Your instructions :: From the line that contains "For this exercise we mark the throw" through the line that contains "Target: throw pillow on recliner", output every line of the listing below exactly and leave out all the rest.

Given records ::
++++++++++++++++++++
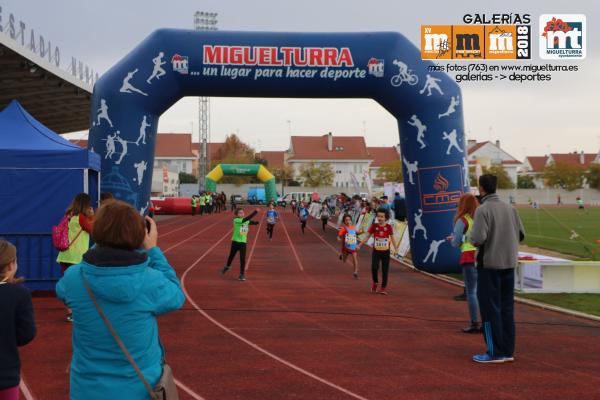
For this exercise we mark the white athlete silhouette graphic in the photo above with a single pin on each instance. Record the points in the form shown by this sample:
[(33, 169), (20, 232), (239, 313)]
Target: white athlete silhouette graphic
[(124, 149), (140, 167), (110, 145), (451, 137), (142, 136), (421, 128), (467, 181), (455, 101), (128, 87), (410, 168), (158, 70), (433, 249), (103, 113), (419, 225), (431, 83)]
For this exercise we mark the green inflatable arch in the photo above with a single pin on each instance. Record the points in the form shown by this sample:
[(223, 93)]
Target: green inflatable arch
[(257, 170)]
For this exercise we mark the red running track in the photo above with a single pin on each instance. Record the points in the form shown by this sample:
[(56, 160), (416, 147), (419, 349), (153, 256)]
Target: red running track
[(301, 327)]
++++++++++++++++++++
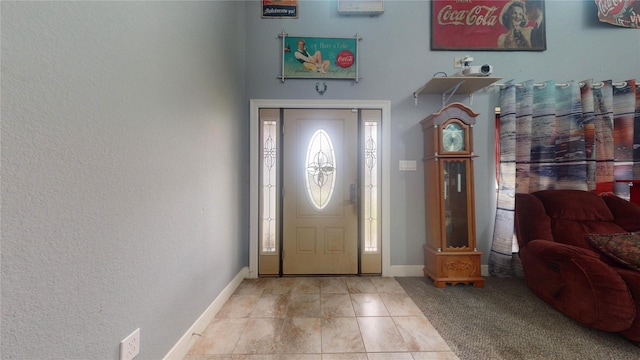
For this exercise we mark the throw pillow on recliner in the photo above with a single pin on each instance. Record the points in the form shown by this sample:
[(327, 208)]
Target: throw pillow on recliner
++++++++++++++++++++
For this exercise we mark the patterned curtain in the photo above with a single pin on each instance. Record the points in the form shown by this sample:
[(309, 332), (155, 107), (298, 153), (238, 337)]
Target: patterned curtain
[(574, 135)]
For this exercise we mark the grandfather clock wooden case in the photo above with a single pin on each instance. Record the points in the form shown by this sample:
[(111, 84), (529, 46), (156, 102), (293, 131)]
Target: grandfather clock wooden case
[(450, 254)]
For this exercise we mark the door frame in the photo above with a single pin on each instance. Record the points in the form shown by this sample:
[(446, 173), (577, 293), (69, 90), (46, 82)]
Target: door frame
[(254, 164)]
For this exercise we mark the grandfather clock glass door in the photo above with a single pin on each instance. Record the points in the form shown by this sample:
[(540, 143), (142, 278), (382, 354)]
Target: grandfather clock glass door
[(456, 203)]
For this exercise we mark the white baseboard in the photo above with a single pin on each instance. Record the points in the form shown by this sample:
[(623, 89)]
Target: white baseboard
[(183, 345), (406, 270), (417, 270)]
++++++++++++++++++++
Exercise result ::
For this exercise we mark the throw pillow on recliner in the photo above with a single pin on each instance. Record the points in the form shown by this sample:
[(327, 208)]
Target: throw pillow on recliner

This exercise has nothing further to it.